* The exercise:
Starting with the line that holds "the dog's chest", repeat each line through the last one below, exactly. Pictures stay out.

-- START --

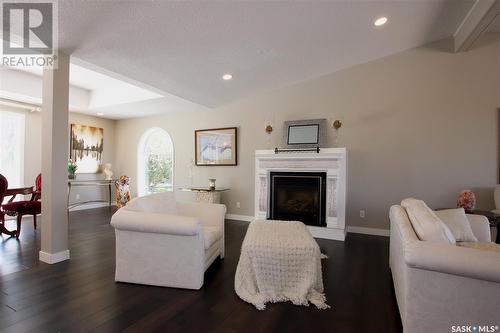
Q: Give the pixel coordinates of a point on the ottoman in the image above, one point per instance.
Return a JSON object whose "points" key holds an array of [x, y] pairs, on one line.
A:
{"points": [[280, 261]]}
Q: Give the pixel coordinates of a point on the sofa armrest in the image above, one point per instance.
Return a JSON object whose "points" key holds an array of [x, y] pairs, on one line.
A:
{"points": [[466, 262], [206, 213], [480, 227], [170, 224]]}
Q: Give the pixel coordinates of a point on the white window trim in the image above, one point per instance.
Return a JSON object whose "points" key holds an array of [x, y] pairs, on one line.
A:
{"points": [[141, 159], [22, 140]]}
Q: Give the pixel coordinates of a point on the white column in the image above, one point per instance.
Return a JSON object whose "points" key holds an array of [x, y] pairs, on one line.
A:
{"points": [[54, 162]]}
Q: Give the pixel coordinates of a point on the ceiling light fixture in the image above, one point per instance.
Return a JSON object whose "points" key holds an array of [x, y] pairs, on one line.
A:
{"points": [[380, 21]]}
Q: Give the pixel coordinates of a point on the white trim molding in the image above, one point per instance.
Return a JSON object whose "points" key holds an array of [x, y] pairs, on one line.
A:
{"points": [[54, 258], [91, 206], [368, 231]]}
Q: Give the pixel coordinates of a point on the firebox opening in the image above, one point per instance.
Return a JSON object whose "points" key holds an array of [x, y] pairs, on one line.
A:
{"points": [[299, 196]]}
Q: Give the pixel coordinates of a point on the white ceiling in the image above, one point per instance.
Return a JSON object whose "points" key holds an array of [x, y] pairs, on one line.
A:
{"points": [[183, 48]]}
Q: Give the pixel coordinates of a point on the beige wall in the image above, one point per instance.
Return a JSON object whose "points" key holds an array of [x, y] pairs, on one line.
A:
{"points": [[33, 150], [421, 123]]}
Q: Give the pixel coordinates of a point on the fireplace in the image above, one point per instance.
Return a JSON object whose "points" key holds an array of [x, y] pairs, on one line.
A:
{"points": [[299, 196]]}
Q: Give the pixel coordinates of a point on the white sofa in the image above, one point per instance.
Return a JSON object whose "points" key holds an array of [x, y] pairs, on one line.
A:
{"points": [[439, 285], [162, 242]]}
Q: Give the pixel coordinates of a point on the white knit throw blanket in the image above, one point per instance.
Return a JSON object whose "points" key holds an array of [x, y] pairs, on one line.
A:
{"points": [[280, 261]]}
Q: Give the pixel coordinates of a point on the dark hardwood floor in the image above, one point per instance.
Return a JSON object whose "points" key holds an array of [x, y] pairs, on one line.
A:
{"points": [[80, 295]]}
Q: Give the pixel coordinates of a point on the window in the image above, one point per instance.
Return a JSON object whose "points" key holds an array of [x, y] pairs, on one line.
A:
{"points": [[12, 147], [155, 162]]}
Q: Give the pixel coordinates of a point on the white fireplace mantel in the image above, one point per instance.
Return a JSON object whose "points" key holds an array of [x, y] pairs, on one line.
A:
{"points": [[333, 161]]}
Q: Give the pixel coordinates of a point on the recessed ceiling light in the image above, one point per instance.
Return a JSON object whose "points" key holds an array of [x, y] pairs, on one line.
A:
{"points": [[380, 21]]}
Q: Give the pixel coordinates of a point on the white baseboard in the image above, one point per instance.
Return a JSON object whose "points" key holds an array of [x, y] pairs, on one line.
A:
{"points": [[53, 258], [368, 231], [327, 233], [90, 206], [237, 217]]}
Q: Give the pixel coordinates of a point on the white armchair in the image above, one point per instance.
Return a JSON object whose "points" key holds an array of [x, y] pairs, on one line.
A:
{"points": [[438, 285], [162, 242]]}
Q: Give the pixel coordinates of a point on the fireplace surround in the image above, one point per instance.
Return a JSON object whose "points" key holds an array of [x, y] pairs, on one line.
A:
{"points": [[298, 196], [332, 162]]}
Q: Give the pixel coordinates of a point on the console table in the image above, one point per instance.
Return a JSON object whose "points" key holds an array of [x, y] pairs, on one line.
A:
{"points": [[206, 194], [493, 218], [91, 182]]}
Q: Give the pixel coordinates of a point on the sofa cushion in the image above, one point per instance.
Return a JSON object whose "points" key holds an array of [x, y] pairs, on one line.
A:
{"points": [[211, 234], [485, 246], [425, 222], [154, 203], [457, 222]]}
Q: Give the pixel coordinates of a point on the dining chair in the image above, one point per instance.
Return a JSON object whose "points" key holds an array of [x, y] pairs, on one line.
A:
{"points": [[25, 207]]}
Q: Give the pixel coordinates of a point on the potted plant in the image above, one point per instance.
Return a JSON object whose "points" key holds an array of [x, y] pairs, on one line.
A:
{"points": [[71, 169]]}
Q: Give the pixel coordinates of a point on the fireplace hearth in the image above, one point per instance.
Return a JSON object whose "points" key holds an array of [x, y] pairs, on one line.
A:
{"points": [[299, 196]]}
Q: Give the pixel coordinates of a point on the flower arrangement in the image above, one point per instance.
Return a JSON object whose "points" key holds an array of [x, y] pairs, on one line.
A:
{"points": [[466, 200], [71, 169]]}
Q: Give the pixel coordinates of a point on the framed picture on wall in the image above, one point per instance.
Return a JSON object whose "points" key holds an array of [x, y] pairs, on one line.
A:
{"points": [[86, 147], [217, 146]]}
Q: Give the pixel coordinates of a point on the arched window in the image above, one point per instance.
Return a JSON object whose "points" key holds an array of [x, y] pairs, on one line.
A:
{"points": [[155, 162]]}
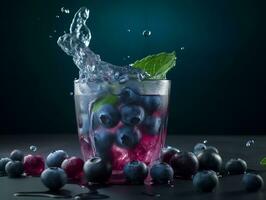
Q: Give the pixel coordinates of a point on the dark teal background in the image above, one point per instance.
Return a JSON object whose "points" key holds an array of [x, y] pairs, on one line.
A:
{"points": [[218, 85]]}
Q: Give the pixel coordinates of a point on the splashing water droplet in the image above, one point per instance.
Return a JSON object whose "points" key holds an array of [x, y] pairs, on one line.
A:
{"points": [[249, 143], [91, 67], [65, 10], [146, 33], [33, 148]]}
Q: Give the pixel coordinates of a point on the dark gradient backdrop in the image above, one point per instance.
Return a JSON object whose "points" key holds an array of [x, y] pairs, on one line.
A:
{"points": [[218, 85]]}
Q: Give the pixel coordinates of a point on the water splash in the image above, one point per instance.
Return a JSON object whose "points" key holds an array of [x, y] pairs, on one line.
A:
{"points": [[249, 143], [146, 33], [33, 148], [91, 67]]}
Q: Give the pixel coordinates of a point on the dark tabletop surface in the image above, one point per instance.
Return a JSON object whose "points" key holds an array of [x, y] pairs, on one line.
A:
{"points": [[230, 187]]}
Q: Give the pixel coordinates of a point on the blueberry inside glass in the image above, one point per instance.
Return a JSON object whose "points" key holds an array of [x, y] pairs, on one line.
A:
{"points": [[122, 122]]}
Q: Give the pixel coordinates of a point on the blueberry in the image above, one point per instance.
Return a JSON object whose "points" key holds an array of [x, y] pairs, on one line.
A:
{"points": [[152, 103], [17, 155], [212, 149], [3, 162], [14, 168], [55, 159], [199, 148], [236, 166], [54, 178], [108, 116], [97, 170], [136, 172], [103, 140], [205, 181], [184, 164], [127, 137], [152, 125], [209, 161], [252, 182], [161, 173], [167, 153], [132, 115], [129, 96]]}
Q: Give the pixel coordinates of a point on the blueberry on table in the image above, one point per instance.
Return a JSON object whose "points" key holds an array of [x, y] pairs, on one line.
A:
{"points": [[152, 103], [252, 182], [198, 148], [73, 167], [55, 159], [129, 96], [97, 170], [236, 166], [132, 115], [54, 178], [34, 165], [212, 149], [161, 173], [135, 172], [14, 169], [17, 155], [108, 116], [103, 140], [184, 164], [3, 162], [209, 161], [127, 137], [205, 181], [167, 153], [152, 125]]}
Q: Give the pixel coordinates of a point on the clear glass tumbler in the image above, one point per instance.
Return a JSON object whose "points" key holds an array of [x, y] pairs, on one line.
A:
{"points": [[122, 122]]}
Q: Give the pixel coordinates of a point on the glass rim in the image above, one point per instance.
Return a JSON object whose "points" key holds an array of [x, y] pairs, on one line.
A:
{"points": [[132, 80]]}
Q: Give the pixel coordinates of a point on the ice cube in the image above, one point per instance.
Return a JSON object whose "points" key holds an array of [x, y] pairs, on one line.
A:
{"points": [[120, 157]]}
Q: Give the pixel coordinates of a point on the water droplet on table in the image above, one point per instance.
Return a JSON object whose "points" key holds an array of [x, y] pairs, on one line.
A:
{"points": [[249, 143], [146, 33], [33, 148]]}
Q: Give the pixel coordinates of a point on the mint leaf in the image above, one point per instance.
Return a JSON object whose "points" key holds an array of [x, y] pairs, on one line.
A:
{"points": [[263, 161], [108, 99], [157, 65]]}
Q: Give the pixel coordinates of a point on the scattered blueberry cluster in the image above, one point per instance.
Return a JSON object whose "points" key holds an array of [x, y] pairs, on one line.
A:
{"points": [[202, 166]]}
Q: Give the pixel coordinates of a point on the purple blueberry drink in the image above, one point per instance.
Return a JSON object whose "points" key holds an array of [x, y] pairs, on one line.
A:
{"points": [[121, 110], [122, 122]]}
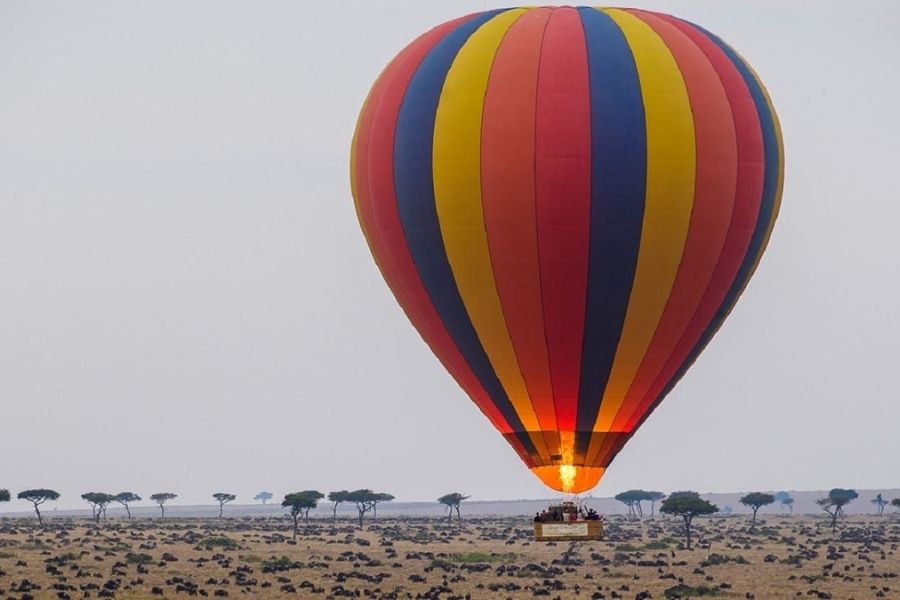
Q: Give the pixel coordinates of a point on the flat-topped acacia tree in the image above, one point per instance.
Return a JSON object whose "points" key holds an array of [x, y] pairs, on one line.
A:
{"points": [[835, 502], [363, 499], [755, 501], [687, 505], [37, 497], [98, 501], [223, 498], [161, 498], [452, 502], [300, 503], [126, 498]]}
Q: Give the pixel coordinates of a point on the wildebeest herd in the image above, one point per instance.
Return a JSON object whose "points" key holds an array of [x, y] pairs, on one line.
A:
{"points": [[484, 557]]}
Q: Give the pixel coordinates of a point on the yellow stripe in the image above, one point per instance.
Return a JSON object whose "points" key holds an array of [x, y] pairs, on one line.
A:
{"points": [[457, 191], [667, 209], [776, 206]]}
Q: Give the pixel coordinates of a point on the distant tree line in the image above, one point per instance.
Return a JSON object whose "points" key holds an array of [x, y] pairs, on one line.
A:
{"points": [[685, 505]]}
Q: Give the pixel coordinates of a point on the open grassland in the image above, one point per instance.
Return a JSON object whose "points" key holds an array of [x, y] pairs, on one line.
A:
{"points": [[784, 557]]}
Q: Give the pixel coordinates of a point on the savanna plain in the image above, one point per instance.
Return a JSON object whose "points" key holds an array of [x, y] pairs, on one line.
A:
{"points": [[481, 557]]}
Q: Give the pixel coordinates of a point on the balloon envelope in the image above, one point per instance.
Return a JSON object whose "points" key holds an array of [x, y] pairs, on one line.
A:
{"points": [[566, 203]]}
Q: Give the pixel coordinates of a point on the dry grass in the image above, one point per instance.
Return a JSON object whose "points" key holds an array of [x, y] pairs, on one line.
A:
{"points": [[426, 558]]}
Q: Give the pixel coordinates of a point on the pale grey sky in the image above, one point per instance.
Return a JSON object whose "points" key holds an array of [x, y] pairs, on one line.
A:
{"points": [[188, 305]]}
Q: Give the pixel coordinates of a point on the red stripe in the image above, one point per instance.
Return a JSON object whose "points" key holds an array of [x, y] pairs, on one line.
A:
{"points": [[508, 198], [746, 209], [714, 194], [563, 186], [377, 209]]}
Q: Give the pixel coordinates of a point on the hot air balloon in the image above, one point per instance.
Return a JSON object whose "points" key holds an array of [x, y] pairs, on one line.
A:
{"points": [[567, 203]]}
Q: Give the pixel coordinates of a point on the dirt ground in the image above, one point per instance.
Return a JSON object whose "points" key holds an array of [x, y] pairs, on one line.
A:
{"points": [[784, 557]]}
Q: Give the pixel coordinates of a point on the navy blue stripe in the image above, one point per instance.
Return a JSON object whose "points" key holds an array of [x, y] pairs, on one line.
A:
{"points": [[772, 153], [618, 191], [413, 142]]}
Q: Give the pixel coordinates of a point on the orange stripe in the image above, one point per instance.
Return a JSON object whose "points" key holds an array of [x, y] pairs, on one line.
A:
{"points": [[716, 178], [507, 160]]}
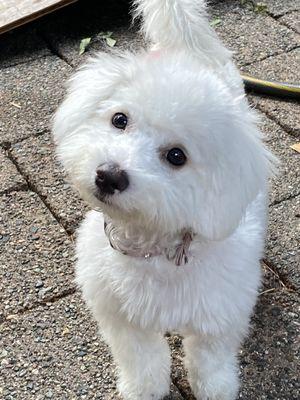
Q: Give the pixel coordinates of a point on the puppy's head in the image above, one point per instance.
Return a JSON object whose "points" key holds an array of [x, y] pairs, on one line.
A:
{"points": [[159, 141]]}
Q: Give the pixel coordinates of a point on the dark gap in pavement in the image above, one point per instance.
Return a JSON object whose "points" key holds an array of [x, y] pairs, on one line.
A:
{"points": [[33, 306], [270, 56], [283, 280], [6, 145]]}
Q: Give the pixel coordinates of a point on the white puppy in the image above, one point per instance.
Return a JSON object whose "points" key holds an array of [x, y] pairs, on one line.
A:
{"points": [[163, 145]]}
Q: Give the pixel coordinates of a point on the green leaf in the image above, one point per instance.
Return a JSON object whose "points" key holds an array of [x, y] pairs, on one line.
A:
{"points": [[107, 36], [260, 7], [111, 42], [83, 45], [215, 22]]}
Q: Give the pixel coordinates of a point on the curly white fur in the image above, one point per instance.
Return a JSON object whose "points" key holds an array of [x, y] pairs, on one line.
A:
{"points": [[186, 93]]}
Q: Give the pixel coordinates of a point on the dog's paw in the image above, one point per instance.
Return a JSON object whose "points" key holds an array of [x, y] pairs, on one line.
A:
{"points": [[221, 385]]}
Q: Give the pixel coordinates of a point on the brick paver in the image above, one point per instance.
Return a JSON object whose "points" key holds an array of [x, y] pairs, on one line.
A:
{"points": [[51, 348]]}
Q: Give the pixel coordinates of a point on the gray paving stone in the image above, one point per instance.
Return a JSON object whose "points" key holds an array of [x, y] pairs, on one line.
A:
{"points": [[251, 35], [30, 93], [11, 179], [269, 358], [36, 159], [21, 45], [284, 68], [287, 181], [55, 352], [36, 256], [292, 20], [279, 7], [283, 241]]}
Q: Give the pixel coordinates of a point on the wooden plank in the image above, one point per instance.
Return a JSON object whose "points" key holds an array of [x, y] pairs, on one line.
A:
{"points": [[14, 13]]}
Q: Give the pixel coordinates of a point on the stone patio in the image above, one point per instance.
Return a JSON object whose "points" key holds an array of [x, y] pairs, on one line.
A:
{"points": [[50, 348]]}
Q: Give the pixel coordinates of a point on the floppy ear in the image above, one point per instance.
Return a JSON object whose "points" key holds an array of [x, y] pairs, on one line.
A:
{"points": [[243, 167], [89, 86]]}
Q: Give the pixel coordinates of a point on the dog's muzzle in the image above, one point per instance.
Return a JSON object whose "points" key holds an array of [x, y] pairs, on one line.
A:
{"points": [[110, 179]]}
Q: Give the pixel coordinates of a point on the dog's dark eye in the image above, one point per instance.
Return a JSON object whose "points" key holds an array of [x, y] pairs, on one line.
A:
{"points": [[176, 157], [119, 120]]}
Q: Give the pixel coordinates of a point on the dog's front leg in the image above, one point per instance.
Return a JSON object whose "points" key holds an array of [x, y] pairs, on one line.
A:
{"points": [[142, 358], [212, 367]]}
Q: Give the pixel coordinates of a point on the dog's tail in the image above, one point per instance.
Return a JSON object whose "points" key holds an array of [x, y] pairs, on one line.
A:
{"points": [[180, 24]]}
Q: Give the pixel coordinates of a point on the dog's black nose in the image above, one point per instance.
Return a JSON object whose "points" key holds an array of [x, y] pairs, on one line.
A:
{"points": [[111, 178]]}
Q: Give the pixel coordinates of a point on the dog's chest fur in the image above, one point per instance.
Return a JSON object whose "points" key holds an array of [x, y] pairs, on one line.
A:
{"points": [[204, 295]]}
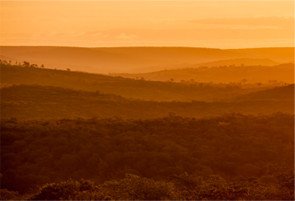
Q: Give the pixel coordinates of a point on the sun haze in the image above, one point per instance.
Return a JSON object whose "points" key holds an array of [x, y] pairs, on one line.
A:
{"points": [[222, 24]]}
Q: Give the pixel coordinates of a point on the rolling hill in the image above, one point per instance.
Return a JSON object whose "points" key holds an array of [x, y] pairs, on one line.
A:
{"points": [[139, 59], [27, 102], [223, 74], [128, 88]]}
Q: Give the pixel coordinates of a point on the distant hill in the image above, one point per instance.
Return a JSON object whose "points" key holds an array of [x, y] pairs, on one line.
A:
{"points": [[277, 93], [224, 74], [138, 59], [128, 88], [26, 102]]}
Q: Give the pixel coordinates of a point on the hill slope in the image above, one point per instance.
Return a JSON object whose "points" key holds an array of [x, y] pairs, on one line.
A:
{"points": [[41, 102], [136, 59], [224, 74], [128, 88]]}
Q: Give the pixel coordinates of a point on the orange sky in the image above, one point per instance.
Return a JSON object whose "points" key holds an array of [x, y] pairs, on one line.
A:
{"points": [[206, 23]]}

-- END --

* Task response:
Q: Give the pixel coordinates of a point on the dog's chest fur in the image above, one point per instance.
Return a JSON object whose "points" key holds an array of [x, y] pairs, on one line.
A:
{"points": [[204, 295]]}
Q: Give the pixel coordinates of a point on the sun haze in the image above, one point per instance.
Return a JSON object whose "points" key holds an array of [x, y] pairs, on one line.
A:
{"points": [[222, 24]]}
Q: Give the pixel coordinates of a point on the rolling hill in the image above, one point per instance.
Return a JSON object whose "points" key holds an array of [x, y] pairs, on one line.
A:
{"points": [[139, 59], [27, 102], [223, 74], [128, 88]]}
Q: Give the pixel coordinates of a point on the distant hill in the image above, one point per instance.
Return a JSON object whose "points" key holds an array of [x, y] pairs, on one line.
A:
{"points": [[277, 93], [224, 74], [138, 59], [128, 88], [26, 102]]}
Q: Give the pixel coordinates of a point on the hill slope in the image above, one point per instance.
Return a JSON object whose "points" key holds an array of [x, y] pairs, on one line.
A:
{"points": [[41, 102], [136, 59], [224, 74], [128, 88]]}
Q: Give the pixel coordinates of a point on the orange sky in the image above, one point per instance.
Return a JSON object whose "points" key holds an array of [x, y] pairs, on one line.
A:
{"points": [[206, 23]]}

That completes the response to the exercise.